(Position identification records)
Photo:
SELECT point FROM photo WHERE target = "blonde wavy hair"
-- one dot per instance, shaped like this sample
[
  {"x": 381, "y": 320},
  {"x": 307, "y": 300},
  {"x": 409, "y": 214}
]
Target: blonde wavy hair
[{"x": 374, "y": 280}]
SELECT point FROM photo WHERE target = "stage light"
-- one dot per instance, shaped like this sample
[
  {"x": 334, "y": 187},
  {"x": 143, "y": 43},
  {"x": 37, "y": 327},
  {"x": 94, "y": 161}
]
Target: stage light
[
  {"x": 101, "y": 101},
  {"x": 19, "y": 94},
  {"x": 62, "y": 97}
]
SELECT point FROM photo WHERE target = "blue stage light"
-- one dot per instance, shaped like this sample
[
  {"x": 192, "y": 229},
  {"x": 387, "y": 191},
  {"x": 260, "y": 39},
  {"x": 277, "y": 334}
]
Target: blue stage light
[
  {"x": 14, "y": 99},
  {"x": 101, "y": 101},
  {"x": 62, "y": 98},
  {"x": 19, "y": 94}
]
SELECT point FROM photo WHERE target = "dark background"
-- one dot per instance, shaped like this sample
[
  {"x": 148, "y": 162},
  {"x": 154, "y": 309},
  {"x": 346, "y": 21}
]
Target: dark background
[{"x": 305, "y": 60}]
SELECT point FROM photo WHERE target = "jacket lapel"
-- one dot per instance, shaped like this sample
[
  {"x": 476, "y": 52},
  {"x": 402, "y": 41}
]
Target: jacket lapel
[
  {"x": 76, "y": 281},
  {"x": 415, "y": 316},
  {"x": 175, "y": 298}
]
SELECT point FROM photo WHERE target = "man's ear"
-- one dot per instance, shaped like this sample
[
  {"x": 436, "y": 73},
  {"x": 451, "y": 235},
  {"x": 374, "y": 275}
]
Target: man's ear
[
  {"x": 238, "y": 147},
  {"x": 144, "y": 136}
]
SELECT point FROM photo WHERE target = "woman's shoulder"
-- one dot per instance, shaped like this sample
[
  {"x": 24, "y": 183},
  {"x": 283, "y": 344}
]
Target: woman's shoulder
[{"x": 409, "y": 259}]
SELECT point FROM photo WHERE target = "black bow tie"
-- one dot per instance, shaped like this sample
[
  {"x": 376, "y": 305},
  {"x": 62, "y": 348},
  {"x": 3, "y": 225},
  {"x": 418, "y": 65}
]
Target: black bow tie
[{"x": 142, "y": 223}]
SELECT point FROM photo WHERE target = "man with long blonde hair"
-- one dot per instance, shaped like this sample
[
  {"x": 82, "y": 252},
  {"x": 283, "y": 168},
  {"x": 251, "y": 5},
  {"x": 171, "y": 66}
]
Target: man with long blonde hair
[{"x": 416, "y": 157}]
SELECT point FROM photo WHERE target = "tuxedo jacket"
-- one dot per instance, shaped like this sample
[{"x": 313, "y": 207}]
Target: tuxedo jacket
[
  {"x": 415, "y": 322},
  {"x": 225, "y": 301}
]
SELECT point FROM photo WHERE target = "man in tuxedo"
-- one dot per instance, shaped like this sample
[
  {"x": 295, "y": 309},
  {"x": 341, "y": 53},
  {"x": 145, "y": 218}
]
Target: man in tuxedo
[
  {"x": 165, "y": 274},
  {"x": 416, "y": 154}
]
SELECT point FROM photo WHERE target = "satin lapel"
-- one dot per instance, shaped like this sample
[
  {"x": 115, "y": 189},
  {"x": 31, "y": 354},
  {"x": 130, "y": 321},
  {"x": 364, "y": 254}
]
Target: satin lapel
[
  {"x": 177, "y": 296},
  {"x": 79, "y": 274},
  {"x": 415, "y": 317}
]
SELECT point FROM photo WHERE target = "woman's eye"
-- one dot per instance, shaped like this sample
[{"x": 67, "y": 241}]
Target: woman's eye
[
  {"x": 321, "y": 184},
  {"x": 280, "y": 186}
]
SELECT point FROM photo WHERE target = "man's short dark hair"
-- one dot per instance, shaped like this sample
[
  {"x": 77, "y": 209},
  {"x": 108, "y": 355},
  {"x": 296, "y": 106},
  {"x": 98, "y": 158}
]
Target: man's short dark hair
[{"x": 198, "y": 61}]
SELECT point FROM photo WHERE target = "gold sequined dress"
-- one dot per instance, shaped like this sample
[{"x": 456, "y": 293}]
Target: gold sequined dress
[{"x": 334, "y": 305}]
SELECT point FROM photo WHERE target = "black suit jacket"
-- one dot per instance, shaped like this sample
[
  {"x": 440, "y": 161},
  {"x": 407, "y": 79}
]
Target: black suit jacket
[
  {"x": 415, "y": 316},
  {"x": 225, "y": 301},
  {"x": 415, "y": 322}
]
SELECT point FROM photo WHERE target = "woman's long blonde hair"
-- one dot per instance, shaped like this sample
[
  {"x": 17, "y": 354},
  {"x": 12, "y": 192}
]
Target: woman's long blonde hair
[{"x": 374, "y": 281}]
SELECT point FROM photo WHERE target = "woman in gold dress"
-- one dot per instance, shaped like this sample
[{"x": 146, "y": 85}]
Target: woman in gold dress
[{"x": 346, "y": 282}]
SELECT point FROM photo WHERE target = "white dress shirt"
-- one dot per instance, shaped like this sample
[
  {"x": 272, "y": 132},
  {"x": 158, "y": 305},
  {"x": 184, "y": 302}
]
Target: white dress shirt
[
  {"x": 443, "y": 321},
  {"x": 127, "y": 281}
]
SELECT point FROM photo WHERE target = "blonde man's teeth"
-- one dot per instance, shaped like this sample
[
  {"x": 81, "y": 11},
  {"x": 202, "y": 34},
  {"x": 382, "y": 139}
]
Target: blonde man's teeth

§ Problem requirements
Write out the data exactly as it stands.

§ Expected answer
Photo:
SELECT point FROM photo WHERE target = "blonde wavy hair"
-- one dot per instance, shaped like this sample
[
  {"x": 381, "y": 320},
  {"x": 307, "y": 300},
  {"x": 409, "y": 214}
]
Target: blonde wavy hair
[{"x": 374, "y": 280}]
SELECT point FROM photo WHERE target = "stage light"
-- one dot per instance, shaped like this sample
[
  {"x": 334, "y": 187},
  {"x": 143, "y": 43},
  {"x": 37, "y": 327},
  {"x": 94, "y": 161}
]
Target: stage light
[
  {"x": 101, "y": 101},
  {"x": 19, "y": 94},
  {"x": 62, "y": 97}
]
SELECT point FROM photo WHERE target = "blue stage light"
-- one dot per instance, shaped like this sample
[
  {"x": 192, "y": 229},
  {"x": 387, "y": 191},
  {"x": 260, "y": 39},
  {"x": 277, "y": 334}
]
Target: blue stage light
[
  {"x": 14, "y": 99},
  {"x": 101, "y": 101},
  {"x": 62, "y": 98},
  {"x": 19, "y": 94}
]
SELECT point FROM photo WHERE target = "dark background"
-- one dot per instance, shaped like this sample
[
  {"x": 148, "y": 162},
  {"x": 154, "y": 309},
  {"x": 346, "y": 21}
]
Target: dark background
[{"x": 305, "y": 60}]
SELECT point FROM photo WHERE target = "jacket lapel"
-- one dot per instance, shaped like this sample
[
  {"x": 476, "y": 52},
  {"x": 402, "y": 41}
]
Target: jacket lapel
[
  {"x": 76, "y": 281},
  {"x": 415, "y": 316},
  {"x": 175, "y": 298}
]
SELECT point FROM photo WHERE target = "man's ear"
-- one dot per instance, shaped like this sample
[
  {"x": 436, "y": 73},
  {"x": 451, "y": 235},
  {"x": 374, "y": 275}
]
Target: man's ear
[
  {"x": 238, "y": 147},
  {"x": 144, "y": 136}
]
SELECT point FROM photo WHERE target = "woman's shoulder"
-- one dot per instance, shaped like this sample
[
  {"x": 24, "y": 183},
  {"x": 283, "y": 344}
]
Target: woman's shoulder
[{"x": 409, "y": 259}]
SELECT point FROM photo WHERE target = "black bow tie"
-- one dot per instance, shaped like this sample
[
  {"x": 376, "y": 305},
  {"x": 62, "y": 348},
  {"x": 3, "y": 225},
  {"x": 418, "y": 65}
]
Target: black bow tie
[{"x": 142, "y": 223}]
SELECT point FROM photo WHERE target = "man with long blonde hair"
-- one dot per instance, shaped like this sample
[
  {"x": 82, "y": 252},
  {"x": 283, "y": 168},
  {"x": 251, "y": 5},
  {"x": 171, "y": 66}
]
Target: man with long blonde hair
[{"x": 416, "y": 157}]
SELECT point FROM photo WHERE target = "tuxedo jacket"
-- one dot per instance, shaped like this sample
[{"x": 313, "y": 207}]
Target: tuxedo jacket
[
  {"x": 415, "y": 322},
  {"x": 225, "y": 301}
]
SELECT point FROM photo WHERE target = "man in tuxedo"
-- one dot per instance, shaped like this sample
[
  {"x": 295, "y": 309},
  {"x": 341, "y": 53},
  {"x": 145, "y": 218}
]
Target: man in tuxedo
[
  {"x": 165, "y": 274},
  {"x": 416, "y": 154}
]
SELECT point FROM photo WHERE target = "satin lapel"
-- one dot per instance, shaped like this sample
[
  {"x": 115, "y": 189},
  {"x": 31, "y": 354},
  {"x": 130, "y": 321},
  {"x": 364, "y": 254}
]
Target: satin lapel
[
  {"x": 177, "y": 296},
  {"x": 79, "y": 274},
  {"x": 415, "y": 317}
]
SELECT point FROM photo WHERE target = "woman's eye"
-- one dot per instance, shaped like this sample
[{"x": 67, "y": 241}]
Target: woman's eye
[
  {"x": 321, "y": 184},
  {"x": 280, "y": 186}
]
SELECT point FROM photo WHERE target = "man's short dark hair"
-- one dot per instance, shaped like this sample
[
  {"x": 77, "y": 209},
  {"x": 108, "y": 355},
  {"x": 296, "y": 106},
  {"x": 98, "y": 158}
]
Target: man's short dark hair
[{"x": 198, "y": 61}]
SELECT point FROM photo WHERE target = "gold sequined dress"
-- one dot per instance, shaped like this sample
[{"x": 456, "y": 293}]
Target: gold sequined dress
[{"x": 334, "y": 305}]
SELECT point FROM photo WHERE target = "black suit jacket"
-- one dot per instance, shaped like this sample
[
  {"x": 440, "y": 161},
  {"x": 407, "y": 79}
]
Target: black suit jacket
[
  {"x": 415, "y": 316},
  {"x": 225, "y": 301},
  {"x": 415, "y": 322}
]
SELECT point FROM photo WHERE target = "woman's long blonde hair"
-- one dot per instance, shaped like this sample
[
  {"x": 17, "y": 354},
  {"x": 12, "y": 192}
]
Target: woman's long blonde hair
[{"x": 374, "y": 281}]
SELECT point FROM photo WHERE target = "woman in gold dress"
-- one dot per instance, shaped like this sample
[{"x": 146, "y": 85}]
Target: woman in gold dress
[{"x": 346, "y": 282}]
SELECT point FROM photo WHERE target = "white dress shirt"
-- one dot per instance, shaped like this sample
[
  {"x": 272, "y": 132},
  {"x": 158, "y": 305},
  {"x": 184, "y": 302}
]
Target: white dress shirt
[
  {"x": 443, "y": 321},
  {"x": 127, "y": 281}
]
SELECT point FROM photo WHERE target = "blonde man's teeth"
-- one dot per instance, shaped like this sample
[
  {"x": 81, "y": 11},
  {"x": 202, "y": 34},
  {"x": 382, "y": 139}
]
Target: blonde man's teeth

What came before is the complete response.